**The exercise**
Please filter the records below and copy out every line that contains the string "floor".

**Given records**
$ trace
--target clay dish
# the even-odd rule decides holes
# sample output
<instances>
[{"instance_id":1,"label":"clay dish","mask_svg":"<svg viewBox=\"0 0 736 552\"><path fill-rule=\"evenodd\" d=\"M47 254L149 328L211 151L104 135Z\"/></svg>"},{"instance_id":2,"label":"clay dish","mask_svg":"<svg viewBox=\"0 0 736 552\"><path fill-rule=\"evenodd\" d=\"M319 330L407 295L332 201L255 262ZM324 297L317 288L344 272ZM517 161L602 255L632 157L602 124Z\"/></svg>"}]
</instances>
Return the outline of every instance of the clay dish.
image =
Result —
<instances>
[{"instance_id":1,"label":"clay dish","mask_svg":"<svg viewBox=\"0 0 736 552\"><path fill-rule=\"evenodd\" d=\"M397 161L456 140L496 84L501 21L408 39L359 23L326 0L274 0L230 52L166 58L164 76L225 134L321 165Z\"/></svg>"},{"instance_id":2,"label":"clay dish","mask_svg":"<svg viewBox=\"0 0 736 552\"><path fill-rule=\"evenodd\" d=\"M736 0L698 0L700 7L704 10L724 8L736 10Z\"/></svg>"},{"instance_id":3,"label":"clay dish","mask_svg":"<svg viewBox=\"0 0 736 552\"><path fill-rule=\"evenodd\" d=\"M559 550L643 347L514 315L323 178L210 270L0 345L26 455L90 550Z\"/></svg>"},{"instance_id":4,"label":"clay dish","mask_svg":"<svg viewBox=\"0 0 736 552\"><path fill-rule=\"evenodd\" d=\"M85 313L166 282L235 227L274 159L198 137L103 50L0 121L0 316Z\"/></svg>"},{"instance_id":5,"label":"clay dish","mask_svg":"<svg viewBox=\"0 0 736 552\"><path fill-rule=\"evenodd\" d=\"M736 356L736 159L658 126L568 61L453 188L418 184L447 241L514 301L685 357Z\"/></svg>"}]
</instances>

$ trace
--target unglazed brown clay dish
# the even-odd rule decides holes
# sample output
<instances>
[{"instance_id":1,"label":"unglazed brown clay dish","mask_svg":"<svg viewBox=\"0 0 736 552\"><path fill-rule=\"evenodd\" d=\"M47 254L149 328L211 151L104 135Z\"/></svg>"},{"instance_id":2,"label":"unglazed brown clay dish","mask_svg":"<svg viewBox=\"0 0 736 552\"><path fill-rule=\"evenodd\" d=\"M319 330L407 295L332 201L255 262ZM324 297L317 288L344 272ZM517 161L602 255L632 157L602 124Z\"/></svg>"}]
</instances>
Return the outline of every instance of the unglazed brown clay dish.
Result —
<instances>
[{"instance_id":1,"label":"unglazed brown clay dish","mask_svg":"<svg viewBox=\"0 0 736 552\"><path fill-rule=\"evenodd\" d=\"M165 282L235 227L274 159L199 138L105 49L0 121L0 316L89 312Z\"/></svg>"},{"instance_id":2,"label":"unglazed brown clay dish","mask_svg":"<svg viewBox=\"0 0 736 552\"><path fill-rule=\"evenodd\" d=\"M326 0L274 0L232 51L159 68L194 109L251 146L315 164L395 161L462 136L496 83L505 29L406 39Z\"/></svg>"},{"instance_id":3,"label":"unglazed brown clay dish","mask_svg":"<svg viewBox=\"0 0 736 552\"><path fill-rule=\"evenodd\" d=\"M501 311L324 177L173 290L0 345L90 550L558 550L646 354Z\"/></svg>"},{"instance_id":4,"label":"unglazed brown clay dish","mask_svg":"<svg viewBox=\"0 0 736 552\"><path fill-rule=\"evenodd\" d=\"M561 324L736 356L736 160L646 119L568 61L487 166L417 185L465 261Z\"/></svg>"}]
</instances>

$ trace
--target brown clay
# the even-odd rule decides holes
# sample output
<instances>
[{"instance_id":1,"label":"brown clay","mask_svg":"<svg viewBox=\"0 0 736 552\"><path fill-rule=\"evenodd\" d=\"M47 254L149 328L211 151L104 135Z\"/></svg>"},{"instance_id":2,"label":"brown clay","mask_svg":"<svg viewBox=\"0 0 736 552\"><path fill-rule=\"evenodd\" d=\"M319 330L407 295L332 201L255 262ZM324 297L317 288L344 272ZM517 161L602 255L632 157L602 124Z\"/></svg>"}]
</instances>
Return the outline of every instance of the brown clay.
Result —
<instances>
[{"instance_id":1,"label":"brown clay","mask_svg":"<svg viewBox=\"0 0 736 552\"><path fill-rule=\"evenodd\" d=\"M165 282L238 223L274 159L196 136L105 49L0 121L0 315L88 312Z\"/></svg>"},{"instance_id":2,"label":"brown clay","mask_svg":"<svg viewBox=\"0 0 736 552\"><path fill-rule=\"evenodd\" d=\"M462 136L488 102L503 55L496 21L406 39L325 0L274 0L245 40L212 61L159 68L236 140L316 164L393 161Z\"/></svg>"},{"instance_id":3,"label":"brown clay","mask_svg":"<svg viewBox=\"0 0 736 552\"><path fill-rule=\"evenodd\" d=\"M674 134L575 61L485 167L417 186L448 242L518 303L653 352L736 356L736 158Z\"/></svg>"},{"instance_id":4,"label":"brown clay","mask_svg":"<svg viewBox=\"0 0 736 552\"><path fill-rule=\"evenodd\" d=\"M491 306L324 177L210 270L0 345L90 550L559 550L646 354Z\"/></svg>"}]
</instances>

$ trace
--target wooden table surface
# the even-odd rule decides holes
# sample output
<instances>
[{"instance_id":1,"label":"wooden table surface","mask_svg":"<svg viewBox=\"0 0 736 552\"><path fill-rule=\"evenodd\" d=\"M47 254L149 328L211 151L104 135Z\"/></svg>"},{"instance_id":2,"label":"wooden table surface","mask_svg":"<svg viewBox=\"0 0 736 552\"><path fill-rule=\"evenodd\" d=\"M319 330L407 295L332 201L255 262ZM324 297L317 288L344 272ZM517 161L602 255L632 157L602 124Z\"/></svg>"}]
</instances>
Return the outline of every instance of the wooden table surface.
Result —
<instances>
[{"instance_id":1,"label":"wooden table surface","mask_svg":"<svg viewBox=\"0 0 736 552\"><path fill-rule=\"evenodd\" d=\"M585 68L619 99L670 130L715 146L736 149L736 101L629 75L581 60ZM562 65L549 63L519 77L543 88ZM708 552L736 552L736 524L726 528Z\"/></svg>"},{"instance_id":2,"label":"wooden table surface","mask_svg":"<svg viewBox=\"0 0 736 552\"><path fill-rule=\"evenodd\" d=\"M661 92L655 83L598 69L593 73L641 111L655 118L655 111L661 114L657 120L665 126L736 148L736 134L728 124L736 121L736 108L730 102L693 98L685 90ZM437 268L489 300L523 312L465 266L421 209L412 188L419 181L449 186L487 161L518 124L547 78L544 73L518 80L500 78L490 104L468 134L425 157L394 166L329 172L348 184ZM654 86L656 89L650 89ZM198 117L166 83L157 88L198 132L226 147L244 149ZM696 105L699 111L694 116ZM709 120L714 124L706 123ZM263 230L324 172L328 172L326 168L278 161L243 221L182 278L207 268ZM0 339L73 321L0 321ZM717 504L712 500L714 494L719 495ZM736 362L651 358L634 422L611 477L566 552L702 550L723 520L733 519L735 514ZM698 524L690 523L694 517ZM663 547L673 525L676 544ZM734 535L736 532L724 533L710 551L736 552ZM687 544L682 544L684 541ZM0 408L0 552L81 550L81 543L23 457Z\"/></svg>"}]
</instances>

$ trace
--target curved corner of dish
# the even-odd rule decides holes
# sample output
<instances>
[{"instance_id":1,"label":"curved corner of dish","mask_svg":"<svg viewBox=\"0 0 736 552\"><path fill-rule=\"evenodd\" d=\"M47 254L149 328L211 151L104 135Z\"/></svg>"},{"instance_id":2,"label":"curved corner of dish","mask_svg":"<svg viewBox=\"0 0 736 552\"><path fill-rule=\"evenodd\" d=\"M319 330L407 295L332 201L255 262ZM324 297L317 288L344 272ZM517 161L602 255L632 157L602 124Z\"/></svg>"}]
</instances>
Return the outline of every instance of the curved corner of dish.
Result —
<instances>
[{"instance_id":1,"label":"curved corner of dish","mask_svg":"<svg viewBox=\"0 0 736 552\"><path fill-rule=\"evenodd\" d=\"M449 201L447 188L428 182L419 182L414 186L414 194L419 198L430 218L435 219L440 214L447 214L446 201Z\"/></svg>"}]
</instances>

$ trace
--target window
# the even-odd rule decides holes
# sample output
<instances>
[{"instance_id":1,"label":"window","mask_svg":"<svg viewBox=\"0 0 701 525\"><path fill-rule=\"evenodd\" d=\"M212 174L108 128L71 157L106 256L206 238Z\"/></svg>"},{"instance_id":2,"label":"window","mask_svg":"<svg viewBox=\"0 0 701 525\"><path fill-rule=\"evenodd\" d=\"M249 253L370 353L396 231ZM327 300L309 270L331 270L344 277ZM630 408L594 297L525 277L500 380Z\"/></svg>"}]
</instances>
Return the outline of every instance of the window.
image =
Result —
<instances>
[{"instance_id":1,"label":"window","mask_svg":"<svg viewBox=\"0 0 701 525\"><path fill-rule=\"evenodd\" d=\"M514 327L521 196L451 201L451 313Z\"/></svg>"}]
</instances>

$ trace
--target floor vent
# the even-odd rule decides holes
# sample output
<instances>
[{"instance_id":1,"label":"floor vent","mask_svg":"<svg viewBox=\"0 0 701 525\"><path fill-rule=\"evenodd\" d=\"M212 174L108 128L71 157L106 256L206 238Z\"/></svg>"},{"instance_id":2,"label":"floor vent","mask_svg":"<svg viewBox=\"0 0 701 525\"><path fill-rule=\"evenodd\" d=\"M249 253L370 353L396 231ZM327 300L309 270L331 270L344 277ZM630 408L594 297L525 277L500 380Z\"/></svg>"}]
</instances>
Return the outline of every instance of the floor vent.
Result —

**Solution to the problem**
--target floor vent
[{"instance_id":1,"label":"floor vent","mask_svg":"<svg viewBox=\"0 0 701 525\"><path fill-rule=\"evenodd\" d=\"M212 174L108 128L71 157L106 256L206 238Z\"/></svg>"},{"instance_id":2,"label":"floor vent","mask_svg":"<svg viewBox=\"0 0 701 525\"><path fill-rule=\"evenodd\" d=\"M249 253L370 353L396 231ZM327 300L309 270L331 270L344 277ZM630 408L594 297L525 277L500 380Z\"/></svg>"}]
Return the outline of every instance of the floor vent.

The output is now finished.